▸ **THE PROBLEM**
Lines with the word "door": copy all of them from the entries below.

===============

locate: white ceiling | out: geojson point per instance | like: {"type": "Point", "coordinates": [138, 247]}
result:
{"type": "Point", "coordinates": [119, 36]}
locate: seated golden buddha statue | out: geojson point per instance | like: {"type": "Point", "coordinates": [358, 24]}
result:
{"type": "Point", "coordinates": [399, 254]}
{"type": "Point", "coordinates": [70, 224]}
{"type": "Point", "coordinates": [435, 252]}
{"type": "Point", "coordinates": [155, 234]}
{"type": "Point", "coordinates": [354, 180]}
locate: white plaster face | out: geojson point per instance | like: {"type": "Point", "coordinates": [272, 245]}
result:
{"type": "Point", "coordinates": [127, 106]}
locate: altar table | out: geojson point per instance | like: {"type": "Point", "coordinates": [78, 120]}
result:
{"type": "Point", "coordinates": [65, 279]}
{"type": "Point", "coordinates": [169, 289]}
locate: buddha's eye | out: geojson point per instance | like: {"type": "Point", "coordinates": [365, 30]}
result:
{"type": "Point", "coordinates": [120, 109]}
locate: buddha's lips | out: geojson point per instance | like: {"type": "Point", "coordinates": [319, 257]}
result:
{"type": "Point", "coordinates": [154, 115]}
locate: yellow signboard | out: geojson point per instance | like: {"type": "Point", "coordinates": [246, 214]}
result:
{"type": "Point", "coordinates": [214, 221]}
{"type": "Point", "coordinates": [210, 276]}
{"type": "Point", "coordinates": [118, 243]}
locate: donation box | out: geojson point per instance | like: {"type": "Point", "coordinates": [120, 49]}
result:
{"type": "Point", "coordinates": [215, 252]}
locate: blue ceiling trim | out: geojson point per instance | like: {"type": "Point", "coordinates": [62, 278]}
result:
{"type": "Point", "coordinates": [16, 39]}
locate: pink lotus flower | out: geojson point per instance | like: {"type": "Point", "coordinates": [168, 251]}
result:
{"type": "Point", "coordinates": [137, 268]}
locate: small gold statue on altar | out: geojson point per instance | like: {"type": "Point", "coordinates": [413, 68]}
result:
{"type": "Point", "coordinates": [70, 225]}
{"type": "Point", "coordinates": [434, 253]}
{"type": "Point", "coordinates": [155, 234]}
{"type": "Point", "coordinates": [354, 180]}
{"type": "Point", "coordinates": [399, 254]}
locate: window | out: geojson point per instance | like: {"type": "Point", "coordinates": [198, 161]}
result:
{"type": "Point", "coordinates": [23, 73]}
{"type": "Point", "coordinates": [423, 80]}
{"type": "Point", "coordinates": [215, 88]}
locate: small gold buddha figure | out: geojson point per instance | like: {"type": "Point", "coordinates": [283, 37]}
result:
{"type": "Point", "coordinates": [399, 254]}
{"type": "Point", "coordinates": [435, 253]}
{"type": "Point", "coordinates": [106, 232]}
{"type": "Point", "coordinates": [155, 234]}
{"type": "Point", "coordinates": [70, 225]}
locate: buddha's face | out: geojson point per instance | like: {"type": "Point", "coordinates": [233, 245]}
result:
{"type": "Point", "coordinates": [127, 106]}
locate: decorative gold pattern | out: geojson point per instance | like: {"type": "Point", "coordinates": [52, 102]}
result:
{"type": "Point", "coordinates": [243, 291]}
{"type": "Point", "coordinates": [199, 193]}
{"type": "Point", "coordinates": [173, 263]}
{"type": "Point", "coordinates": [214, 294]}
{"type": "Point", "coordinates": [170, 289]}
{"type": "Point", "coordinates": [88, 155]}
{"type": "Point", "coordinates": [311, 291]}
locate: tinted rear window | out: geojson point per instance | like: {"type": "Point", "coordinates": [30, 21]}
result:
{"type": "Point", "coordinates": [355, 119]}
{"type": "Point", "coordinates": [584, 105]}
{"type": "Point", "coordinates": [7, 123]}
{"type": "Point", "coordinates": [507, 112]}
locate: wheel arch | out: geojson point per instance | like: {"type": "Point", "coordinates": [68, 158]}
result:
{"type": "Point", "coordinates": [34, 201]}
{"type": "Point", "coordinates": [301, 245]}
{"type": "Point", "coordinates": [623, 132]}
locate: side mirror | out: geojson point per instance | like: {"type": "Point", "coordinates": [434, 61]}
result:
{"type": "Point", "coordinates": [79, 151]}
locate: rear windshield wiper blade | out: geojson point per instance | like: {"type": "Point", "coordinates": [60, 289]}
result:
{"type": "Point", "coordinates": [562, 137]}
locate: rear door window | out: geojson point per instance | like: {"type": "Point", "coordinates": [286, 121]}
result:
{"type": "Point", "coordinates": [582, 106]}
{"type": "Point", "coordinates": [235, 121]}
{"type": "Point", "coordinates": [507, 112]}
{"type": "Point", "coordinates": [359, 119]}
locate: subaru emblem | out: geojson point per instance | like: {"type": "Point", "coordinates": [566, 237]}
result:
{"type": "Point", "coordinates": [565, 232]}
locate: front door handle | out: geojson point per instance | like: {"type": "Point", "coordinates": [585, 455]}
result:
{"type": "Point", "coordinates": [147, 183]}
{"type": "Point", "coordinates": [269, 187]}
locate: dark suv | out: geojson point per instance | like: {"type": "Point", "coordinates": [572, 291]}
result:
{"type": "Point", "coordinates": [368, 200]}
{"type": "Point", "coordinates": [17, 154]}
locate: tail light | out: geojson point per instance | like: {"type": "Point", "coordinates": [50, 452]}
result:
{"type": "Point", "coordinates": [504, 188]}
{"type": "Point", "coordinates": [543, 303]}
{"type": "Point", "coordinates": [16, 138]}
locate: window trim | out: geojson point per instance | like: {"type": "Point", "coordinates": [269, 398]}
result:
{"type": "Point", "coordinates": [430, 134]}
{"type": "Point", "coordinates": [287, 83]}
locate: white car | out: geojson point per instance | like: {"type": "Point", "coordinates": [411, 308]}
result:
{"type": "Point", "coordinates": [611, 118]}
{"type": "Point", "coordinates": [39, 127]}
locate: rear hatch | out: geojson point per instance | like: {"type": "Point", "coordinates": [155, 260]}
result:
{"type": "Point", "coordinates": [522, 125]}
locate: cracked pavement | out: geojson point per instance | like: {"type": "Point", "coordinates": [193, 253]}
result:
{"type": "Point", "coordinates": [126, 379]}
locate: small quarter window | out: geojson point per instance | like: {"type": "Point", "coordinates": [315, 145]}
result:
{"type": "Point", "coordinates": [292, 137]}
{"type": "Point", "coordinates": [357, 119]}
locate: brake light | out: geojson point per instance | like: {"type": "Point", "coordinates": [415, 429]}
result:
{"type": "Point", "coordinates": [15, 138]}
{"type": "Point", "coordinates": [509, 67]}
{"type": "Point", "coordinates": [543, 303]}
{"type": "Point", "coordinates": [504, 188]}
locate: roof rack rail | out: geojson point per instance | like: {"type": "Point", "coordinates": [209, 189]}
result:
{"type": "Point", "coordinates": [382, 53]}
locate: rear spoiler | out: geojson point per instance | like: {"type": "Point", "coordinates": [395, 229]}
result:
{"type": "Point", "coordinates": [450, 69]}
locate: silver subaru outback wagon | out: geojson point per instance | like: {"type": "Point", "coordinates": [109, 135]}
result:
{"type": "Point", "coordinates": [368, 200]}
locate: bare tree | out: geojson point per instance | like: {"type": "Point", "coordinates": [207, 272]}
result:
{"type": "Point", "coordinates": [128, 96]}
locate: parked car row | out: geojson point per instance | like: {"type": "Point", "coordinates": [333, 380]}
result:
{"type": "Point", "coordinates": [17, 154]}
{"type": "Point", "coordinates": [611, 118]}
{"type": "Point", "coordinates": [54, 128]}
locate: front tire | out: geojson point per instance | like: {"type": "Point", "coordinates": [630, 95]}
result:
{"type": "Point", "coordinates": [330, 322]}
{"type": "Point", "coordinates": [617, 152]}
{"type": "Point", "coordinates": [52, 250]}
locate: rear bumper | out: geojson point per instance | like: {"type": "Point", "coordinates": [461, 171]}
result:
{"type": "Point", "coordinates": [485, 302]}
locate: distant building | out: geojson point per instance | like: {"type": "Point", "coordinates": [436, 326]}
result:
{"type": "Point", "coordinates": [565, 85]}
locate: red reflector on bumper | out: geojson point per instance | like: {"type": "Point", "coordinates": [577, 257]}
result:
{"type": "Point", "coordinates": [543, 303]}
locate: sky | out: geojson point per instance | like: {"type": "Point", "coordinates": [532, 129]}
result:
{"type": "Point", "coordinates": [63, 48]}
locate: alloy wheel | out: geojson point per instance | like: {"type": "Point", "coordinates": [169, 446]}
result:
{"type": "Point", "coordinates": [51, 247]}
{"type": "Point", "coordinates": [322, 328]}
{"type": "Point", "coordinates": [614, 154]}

===============

▸ **TASK ANSWER**
locate: rear door window | out: geojson point per instance | like: {"type": "Point", "coordinates": [286, 121]}
locate: front door handle | out: geojson point per instance | like: {"type": "Point", "coordinates": [585, 455]}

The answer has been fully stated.